**Text extract**
2017 August 28
An ‘off the shelf’ plastic runoff shed observatory
My first BAA paper on building a runoff shed observatory appeared in the June 1983 Journal.1 That shed was erected in 1980, as a housing for my 36cm Cassegrain/Newtonian, purchased from Astronomical Equipment Ltd (the brothers Hysom) in the same year.
Nearly twenty-three years and several observatories later I decided it was time to give the trusty 36cm the same early retirement option as myself and install some hi-tech equipment on the same site and on the same concrete plinth. There were a number of reasons for this. Firstly, I was moving back permanently to the dark skies of Suffolk, where my parents live and where I had always wanted to return; this move was accelerated by the collapse of my Chelmsford employer, the Marconi company. Secondly, although I already owned a 30cm LX200 at the Suffolk site, I had experienced several motor and gearbox failures in six years of ownership. I wanted a new telescope that was totally reliable, even under heavy usage, and which could fully exploit the excellent eastern horizon which the old 36cm reflector enjoyed. Thirdly, I was twenty-three years older and having suffered at least one slipped disc, which took a year to put right, hauling my massive 36 and 49cm Newtonians around the sky, while climbing stepladders, had lost its appeal.
In addition, nights spent observing outside in the depths of winter were events that I was beginning to dread. I wanted fully robotic indoor observing when it was freezing cold outside. With the demise of my employer looking inevitable, I ordered a ParamountME mounting and Celestron 14 optics from the US company Software Bisque in March 2002. The optics arrived within ten days: the ParamountME took thirteen months!
Runoff sheds and runoff roofs have always appealed to me, because they are inexpensive, simple to build and, on warm nights in summer, allow the observer to see the whole sky at once (including impending cloud and bright meteors). They also do not require planning permission or invoke complaints from neighbours. For supernova patrolling (which I may indulge in) a dome would have to be automated, and for planetary observing a dome simply traps the daytime heat, ruining atmospheric seeing. Conversely, a dome is much cosier and a great protector from biting northerly winds if observing visually in the British winter. An additional consideration in my case, as a keen comet imager, is that I must be able to get as low as possible to the horizon without any observatory walls impeding the view.
The new runoff observatory for my Celestron 14/Paramount ME is actually the fifth runoff system my father and I have constructed. We had already built two wooden sheds for the original 36cm reflector (the first rotted away after about eighteen years) as well as a huge shed for the 49cm Newtonian at Chelmsford and an ultra-compact shed for the 30cm LX200.

**Data records**
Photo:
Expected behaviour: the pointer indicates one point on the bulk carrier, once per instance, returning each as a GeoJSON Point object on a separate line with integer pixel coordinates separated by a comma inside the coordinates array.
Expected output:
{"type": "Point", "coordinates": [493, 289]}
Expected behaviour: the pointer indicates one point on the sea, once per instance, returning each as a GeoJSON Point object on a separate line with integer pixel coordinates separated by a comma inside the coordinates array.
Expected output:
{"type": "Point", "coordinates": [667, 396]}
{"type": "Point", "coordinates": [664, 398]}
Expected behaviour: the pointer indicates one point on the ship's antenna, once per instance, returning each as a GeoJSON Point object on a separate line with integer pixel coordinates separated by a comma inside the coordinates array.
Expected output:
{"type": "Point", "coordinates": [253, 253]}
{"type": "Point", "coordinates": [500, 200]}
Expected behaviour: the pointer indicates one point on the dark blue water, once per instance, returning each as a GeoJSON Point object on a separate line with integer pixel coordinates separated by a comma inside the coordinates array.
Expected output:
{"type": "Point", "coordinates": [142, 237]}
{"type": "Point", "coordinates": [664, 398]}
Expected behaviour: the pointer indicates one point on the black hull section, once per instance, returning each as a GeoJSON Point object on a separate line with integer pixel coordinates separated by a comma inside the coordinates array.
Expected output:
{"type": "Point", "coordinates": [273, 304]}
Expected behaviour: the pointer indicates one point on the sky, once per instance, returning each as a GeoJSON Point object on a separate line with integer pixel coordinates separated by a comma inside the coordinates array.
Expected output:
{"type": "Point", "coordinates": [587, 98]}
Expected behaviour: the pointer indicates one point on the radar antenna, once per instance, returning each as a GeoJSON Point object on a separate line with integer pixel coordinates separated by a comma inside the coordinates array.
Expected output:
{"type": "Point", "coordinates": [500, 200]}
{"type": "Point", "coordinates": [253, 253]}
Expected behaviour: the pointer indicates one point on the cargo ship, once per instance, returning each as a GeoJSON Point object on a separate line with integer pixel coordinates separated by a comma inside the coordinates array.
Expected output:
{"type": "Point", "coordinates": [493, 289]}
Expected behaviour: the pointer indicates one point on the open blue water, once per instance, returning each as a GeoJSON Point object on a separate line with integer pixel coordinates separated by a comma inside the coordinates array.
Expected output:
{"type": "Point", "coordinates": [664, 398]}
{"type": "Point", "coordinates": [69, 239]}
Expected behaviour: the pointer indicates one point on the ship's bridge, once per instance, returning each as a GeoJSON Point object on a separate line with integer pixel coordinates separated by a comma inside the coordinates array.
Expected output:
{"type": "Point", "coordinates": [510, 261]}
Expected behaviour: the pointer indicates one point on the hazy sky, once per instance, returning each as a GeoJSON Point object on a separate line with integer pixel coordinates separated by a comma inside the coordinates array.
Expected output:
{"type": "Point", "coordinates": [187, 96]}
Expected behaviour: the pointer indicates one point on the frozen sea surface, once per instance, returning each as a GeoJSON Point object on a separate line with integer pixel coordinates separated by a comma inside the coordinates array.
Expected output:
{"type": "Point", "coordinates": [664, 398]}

**Task list**
A: Translate this sentence from the observatory article into Spanish: "The optics arrived within ten days: the ParamountME took thirteen months!"
B: Carry on writing the article about the runoff shed observatory, starting after its last sentence.

**Answers to the exercise**
A: La óptica llegó en diez días: ¡la ParamountME tardó trece meses!

B:
After twenty-three years of using and building runoff sheds, experience had taught us that the new shed must be as small, rigid and lightweight as possible, and the travel up and down the rails must be flawless. The runoff sheds for the 36 and 49cm reflectors worked, but were horrendously heavy, flexed when pushed from one side of the door frame and needed annual maintenance (painting, roof repairs etc…). The much smaller LX200 shed, described in a recent Springer book,2 had been a dramatic improvement. It was so easy to roll back that I was never ‘daunted’ by the prospect of going outside. On borderline nights, when there was drifting cloud, a moon in the sky and generally poor conditions, the big shed ‘hassle factor’ was often enough subconsciously to make me stay indoors; the nightly battle with a heavy shed and a heavy telescope just tipped the balance between making the effort to go out or not. With the LX200 observatory this was never the case: I would go out for bright comets even if there were only a few gaps in the cloud. So the prime design consideration for the new observatory was that it had to be as compact, lightweight and hassle-free as possible, while still being rigid when much of the floor was missing and the door open. An essential factor in the ease with which any shed can be rolled back is whether you can push the shed back comfortably with both hands, i.e. one on each side of the door frame. This ensures an even push. If the shed door frame is more than five feet wide this is impractical (finger-tip pushing doesn’t count).
Despite the success of the compact LX200 wooden shed, it still had a few minor problems. Firstly, it had no floor at all, allowing ingress of dust, dirt and, worst of all, giant spiders. (Some of these eight-legged monsters were more than capable of walking off with a two-inch eyepiece, if you were caught off-guard.) The second problem with the LX200 shed was that it was wooden and had roofing felt. We are told in the media that certain types of weatherproof coating do ‘exactly what it says on the tin’. Sadly I have never found a tin that says ‘will protect wooden observatories for eternity, despite attack from woodpeckers and the British winter’. (If anyone sees such a tin, please let me know.) Similarly, roofing felt seems to last about four years before water breaks through the holes created by woodpeckers; and we have flocks of woodpeckers in deepest Suffolk. So for the new observatory, solutions to the dirt/spider ingress and wood/felt deterioration problems were highly desirable.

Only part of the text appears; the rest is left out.